- [SET EXERCISE]:
Please turn the items below into a Markdown table with two columns, No. and Line, giving each line its own numbered row and skipping blank lines. Leave the pictures out of the table.

---------- DATA

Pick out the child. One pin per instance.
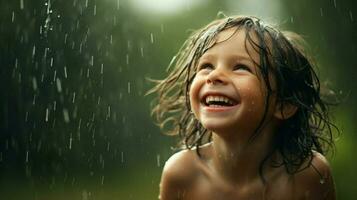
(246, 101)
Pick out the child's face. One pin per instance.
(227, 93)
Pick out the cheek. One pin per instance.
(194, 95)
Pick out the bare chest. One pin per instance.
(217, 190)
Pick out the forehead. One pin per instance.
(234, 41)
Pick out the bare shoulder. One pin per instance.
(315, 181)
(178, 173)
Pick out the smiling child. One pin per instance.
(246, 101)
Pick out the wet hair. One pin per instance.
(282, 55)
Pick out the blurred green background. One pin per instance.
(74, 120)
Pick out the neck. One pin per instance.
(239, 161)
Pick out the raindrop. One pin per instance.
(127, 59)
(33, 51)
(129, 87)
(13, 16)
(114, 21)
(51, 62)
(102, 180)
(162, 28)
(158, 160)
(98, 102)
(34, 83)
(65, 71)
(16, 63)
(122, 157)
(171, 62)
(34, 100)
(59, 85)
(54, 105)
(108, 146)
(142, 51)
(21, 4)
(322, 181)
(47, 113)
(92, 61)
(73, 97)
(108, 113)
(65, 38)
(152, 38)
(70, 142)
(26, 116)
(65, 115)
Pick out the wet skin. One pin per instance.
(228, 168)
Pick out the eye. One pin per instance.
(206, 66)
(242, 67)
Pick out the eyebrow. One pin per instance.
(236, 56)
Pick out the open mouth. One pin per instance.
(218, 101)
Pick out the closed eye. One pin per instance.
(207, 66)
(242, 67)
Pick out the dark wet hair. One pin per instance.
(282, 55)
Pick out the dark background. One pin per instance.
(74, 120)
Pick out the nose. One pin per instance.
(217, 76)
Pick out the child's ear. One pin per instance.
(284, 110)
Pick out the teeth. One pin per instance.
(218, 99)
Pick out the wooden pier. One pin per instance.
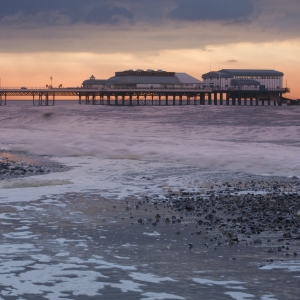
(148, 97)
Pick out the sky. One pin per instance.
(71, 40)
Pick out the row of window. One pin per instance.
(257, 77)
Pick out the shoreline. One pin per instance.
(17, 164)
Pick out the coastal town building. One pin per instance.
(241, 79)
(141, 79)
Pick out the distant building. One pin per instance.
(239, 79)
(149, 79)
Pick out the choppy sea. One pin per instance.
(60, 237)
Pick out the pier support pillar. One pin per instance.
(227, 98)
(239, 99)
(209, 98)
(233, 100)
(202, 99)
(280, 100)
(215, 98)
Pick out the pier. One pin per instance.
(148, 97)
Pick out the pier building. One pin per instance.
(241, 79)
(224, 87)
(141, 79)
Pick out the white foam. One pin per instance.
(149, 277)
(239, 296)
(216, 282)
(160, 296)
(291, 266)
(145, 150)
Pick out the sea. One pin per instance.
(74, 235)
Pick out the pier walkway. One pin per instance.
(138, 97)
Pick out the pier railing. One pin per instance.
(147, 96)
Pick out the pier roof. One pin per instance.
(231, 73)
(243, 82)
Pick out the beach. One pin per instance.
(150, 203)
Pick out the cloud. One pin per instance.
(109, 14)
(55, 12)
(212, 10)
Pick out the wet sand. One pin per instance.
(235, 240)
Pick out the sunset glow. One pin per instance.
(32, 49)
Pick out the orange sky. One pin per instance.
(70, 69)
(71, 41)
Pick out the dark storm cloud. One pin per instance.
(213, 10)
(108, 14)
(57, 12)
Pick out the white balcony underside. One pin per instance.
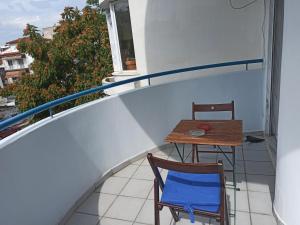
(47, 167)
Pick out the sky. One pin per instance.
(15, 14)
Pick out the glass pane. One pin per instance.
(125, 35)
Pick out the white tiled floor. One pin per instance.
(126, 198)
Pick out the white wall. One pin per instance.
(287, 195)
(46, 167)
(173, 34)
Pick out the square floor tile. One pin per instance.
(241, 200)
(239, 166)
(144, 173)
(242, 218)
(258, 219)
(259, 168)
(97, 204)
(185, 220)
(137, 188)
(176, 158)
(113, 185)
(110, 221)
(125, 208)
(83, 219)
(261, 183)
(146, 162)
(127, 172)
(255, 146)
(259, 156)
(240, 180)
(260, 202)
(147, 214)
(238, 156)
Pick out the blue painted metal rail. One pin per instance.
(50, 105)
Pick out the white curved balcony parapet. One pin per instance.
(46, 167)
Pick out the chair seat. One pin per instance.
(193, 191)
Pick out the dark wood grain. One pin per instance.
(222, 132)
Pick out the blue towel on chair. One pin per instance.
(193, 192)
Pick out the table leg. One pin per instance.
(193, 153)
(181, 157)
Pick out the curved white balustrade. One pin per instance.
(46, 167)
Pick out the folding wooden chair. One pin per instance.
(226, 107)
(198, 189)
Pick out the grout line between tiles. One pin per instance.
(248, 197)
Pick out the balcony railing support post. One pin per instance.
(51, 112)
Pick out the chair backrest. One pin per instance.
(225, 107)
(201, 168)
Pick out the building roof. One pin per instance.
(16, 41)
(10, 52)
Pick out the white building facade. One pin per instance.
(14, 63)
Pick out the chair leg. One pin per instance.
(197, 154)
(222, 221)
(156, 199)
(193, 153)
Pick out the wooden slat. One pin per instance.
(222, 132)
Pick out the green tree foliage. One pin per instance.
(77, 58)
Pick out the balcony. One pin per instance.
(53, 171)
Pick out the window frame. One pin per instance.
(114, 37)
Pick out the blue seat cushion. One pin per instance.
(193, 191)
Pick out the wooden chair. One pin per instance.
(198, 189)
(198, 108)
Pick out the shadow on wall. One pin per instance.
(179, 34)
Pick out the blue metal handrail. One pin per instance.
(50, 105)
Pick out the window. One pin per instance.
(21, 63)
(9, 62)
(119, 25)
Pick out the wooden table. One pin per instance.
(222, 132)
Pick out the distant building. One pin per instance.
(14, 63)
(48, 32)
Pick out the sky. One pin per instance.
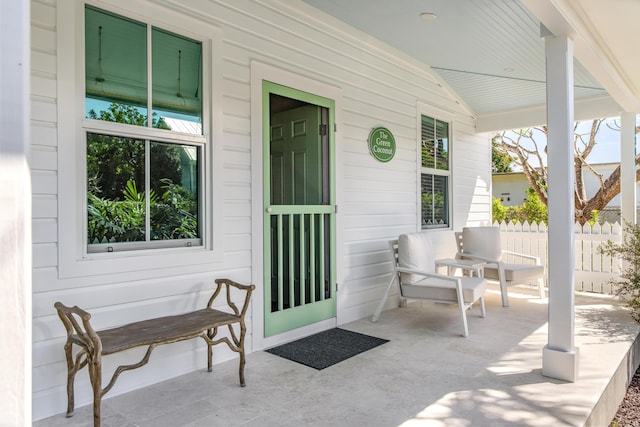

--------------------

- [EXERCISE RESPONSE]:
| No. | Line |
|---|---|
| 1 | Pick out the child. One pin per instance. |
| 2 | (246, 101) |
| 3 | Pick out the child's face. One pin per instance. |
| 4 | (227, 93) |
| 5 | Pick out the cheek. One pin per instance. |
| 6 | (194, 95) |
| 7 | Pick out the bare chest. One pin per instance. |
| 8 | (217, 190) |
| 9 | Pick out the forehead. One pin per instance. |
| 10 | (234, 41) |
| 11 | Pick out the bare shoulder. One pin per instance. |
| 12 | (315, 181) |
| 13 | (178, 173) |
| 14 | Pick out the smiling child. One pin per instance. |
| 15 | (246, 101) |
| 16 | Pick out the wet hair. One pin per instance. |
| 17 | (282, 55) |
| 18 | Pick out the blurred green background. One pin per instance. |
| 19 | (74, 120) |
| 20 | Pick out the neck. One pin per instance. |
| 21 | (239, 161) |
| 22 | Pick out the raindrop. One pin per instance. |
| 23 | (127, 59) |
| 24 | (33, 51) |
| 25 | (129, 87) |
| 26 | (13, 16) |
| 27 | (114, 21) |
| 28 | (51, 62) |
| 29 | (102, 180) |
| 30 | (162, 28) |
| 31 | (158, 160) |
| 32 | (98, 102) |
| 33 | (34, 83) |
| 34 | (65, 71) |
| 35 | (16, 63) |
| 36 | (122, 157) |
| 37 | (171, 62) |
| 38 | (34, 100) |
| 39 | (59, 85) |
| 40 | (54, 105) |
| 41 | (108, 146) |
| 42 | (142, 51) |
| 43 | (21, 4) |
| 44 | (322, 181) |
| 45 | (47, 113) |
| 46 | (92, 61) |
| 47 | (73, 97) |
| 48 | (108, 113) |
| 49 | (65, 38) |
| 50 | (152, 38) |
| 51 | (70, 142) |
| 52 | (26, 116) |
| 53 | (65, 115) |
| 54 | Pick out the wet skin. One pin per instance. |
| 55 | (228, 168) |
| 56 | Pick out the eye. One pin per instance. |
| 57 | (206, 66) |
| 58 | (242, 67) |
| 59 | Pick out the eyebrow. One pin per instance. |
| 60 | (236, 56) |
| 61 | Pick out the open mouth. One pin per instance. |
| 62 | (218, 101) |
| 63 | Pick out the closed eye. One pin per instance. |
| 64 | (207, 66) |
| 65 | (242, 67) |
| 66 | Pick out the dark wet hair. One pin per instance. |
| 67 | (282, 55) |
| 68 | Pick out the dark background. One pin per instance. |
| 69 | (74, 120) |
| 70 | Pick out the nose. One pin per instance. |
| 71 | (217, 76) |
| 72 | Pick out the child's ear. One pin per instance. |
| 73 | (284, 110) |
| 74 | Pick out the teeth. One pin per instance. |
| 75 | (218, 99) |
| 76 | Pick out the wooden pier. One pin per instance. |
| 77 | (148, 97) |
| 78 | Pick out the sky. One pin per instance. |
| 79 | (71, 40) |
| 80 | Pick out the row of window. One pin per instance. |
| 81 | (257, 77) |
| 82 | Pick out the shoreline. One pin per instance. |
| 83 | (17, 164) |
| 84 | Pick out the coastal town building. One pin per instance. |
| 85 | (241, 79) |
| 86 | (141, 79) |
| 87 | Pick out the distant building. One pin per instance. |
| 88 | (239, 79) |
| 89 | (149, 79) |
| 90 | Pick out the choppy sea. One pin per instance. |
| 91 | (60, 237) |
| 92 | Pick out the pier support pillar. One pin per instance. |
| 93 | (227, 98) |
| 94 | (239, 99) |
| 95 | (209, 98) |
| 96 | (233, 100) |
| 97 | (202, 99) |
| 98 | (280, 100) |
| 99 | (215, 98) |
| 100 | Pick out the pier. One pin per instance. |
| 101 | (148, 97) |
| 102 | Pick out the pier building. One pin per instance. |
| 103 | (241, 79) |
| 104 | (224, 87) |
| 105 | (141, 79) |
| 106 | Pick out the white foam. One pin per instance. |
| 107 | (149, 277) |
| 108 | (239, 296) |
| 109 | (216, 282) |
| 110 | (160, 296) |
| 111 | (291, 266) |
| 112 | (145, 150) |
| 113 | Pick out the sea. One pin per instance. |
| 114 | (74, 235) |
| 115 | Pick out the pier walkway. One pin per instance. |
| 116 | (138, 97) |
| 117 | Pick out the pier railing. One pin per instance. |
| 118 | (147, 96) |
| 119 | Pick out the pier roof. One pin per instance. |
| 120 | (231, 73) |
| 121 | (243, 82) |
| 122 | Pick out the beach. One pin per instance. |
| 123 | (150, 203) |
| 124 | Pick out the cloud. One pin per instance. |
| 125 | (109, 14) |
| 126 | (55, 12) |
| 127 | (212, 10) |
| 128 | Pick out the wet sand. One pin per instance. |
| 129 | (235, 240) |
| 130 | Pick out the sunset glow. One pin per instance. |
| 131 | (32, 49) |
| 132 | Pick out the orange sky. One pin per instance. |
| 133 | (70, 69) |
| 134 | (71, 41) |
| 135 | Pick out the dark storm cloud. One pin per instance. |
| 136 | (213, 10) |
| 137 | (108, 14) |
| 138 | (57, 12) |
| 139 | Pick out the white balcony underside. One pin per instance. |
| 140 | (47, 167) |
| 141 | Pick out the sky. One pin per instance. |
| 142 | (15, 14) |
| 143 | Pick out the glass pane. One pin per instance. |
| 144 | (125, 35) |
| 145 | Pick out the white tiled floor. One pin per instance. |
| 146 | (126, 198) |
| 147 | Pick out the white wall. One pin per instance. |
| 148 | (287, 195) |
| 149 | (46, 167) |
| 150 | (173, 34) |
| 151 | Pick out the square floor tile. One pin per instance. |
| 152 | (241, 200) |
| 153 | (239, 166) |
| 154 | (144, 173) |
| 155 | (242, 218) |
| 156 | (258, 219) |
| 157 | (259, 168) |
| 158 | (97, 204) |
| 159 | (185, 220) |
| 160 | (137, 188) |
| 161 | (176, 158) |
| 162 | (113, 185) |
| 163 | (110, 221) |
| 164 | (125, 208) |
| 165 | (83, 219) |
| 166 | (261, 183) |
| 167 | (146, 162) |
| 168 | (127, 172) |
| 169 | (255, 146) |
| 170 | (259, 156) |
| 171 | (240, 180) |
| 172 | (260, 202) |
| 173 | (147, 214) |
| 174 | (238, 156) |
| 175 | Pick out the blue painted metal rail. One pin per instance. |
| 176 | (50, 105) |
| 177 | Pick out the white curved balcony parapet. One pin per instance. |
| 178 | (46, 167) |
| 179 | Pick out the chair seat. One pin per instance. |
| 180 | (193, 191) |
| 181 | Pick out the dark wood grain. One pin per instance. |
| 182 | (222, 132) |
| 183 | Pick out the blue towel on chair. One pin per instance. |
| 184 | (193, 192) |
| 185 | Pick out the table leg. One pin per instance. |
| 186 | (193, 153) |
| 187 | (181, 157) |
| 188 | Pick out the curved white balustrade. One pin per instance. |
| 189 | (46, 167) |
| 190 | Pick out the folding wooden chair. One pin per instance. |
| 191 | (226, 107) |
| 192 | (198, 189) |
| 193 | Pick out the grout line between tiles. One pin per instance. |
| 194 | (248, 197) |
| 195 | Pick out the balcony railing support post. One pin per instance. |
| 196 | (51, 112) |
| 197 | Pick out the chair backrest. One pin per instance. |
| 198 | (225, 107) |
| 199 | (201, 168) |
| 200 | Pick out the building roof. One pin per instance. |
| 201 | (16, 41) |
| 202 | (10, 52) |
| 203 | Pick out the white building facade. One pin per instance. |
| 204 | (14, 63) |
| 205 | Pick out the chair leg. One pin per instance. |
| 206 | (197, 154) |
| 207 | (222, 221) |
| 208 | (156, 199) |
| 209 | (193, 153) |
| 210 | Pick out the wooden slat. One pin per instance. |
| 211 | (222, 132) |
| 212 | Pick out the green tree foliage. One pin per instance. |
| 213 | (77, 58) |
| 214 | Pick out the balcony. One pin per instance. |
| 215 | (53, 171) |
| 216 | Pick out the window frame. One pin per instance. |
| 217 | (114, 37) |
| 218 | Pick out the blue seat cushion. One pin per instance. |
| 219 | (193, 191) |
| 220 | Pick out the wooden chair. One pin per instance. |
| 221 | (198, 189) |
| 222 | (198, 108) |
| 223 | Pick out the shadow on wall. One pin per instance. |
| 224 | (179, 34) |
| 225 | Pick out the blue metal handrail. One pin per instance. |
| 226 | (50, 105) |
| 227 | Pick out the window. One pin per instance. |
| 228 | (21, 63) |
| 229 | (9, 62) |
| 230 | (119, 25) |
| 231 | Pick out the wooden table. One pin per instance. |
| 232 | (222, 132) |
| 233 | Pick out the distant building. One pin per instance. |
| 234 | (14, 63) |
| 235 | (48, 32) |
| 236 | Pick out the sky. One pin per instance. |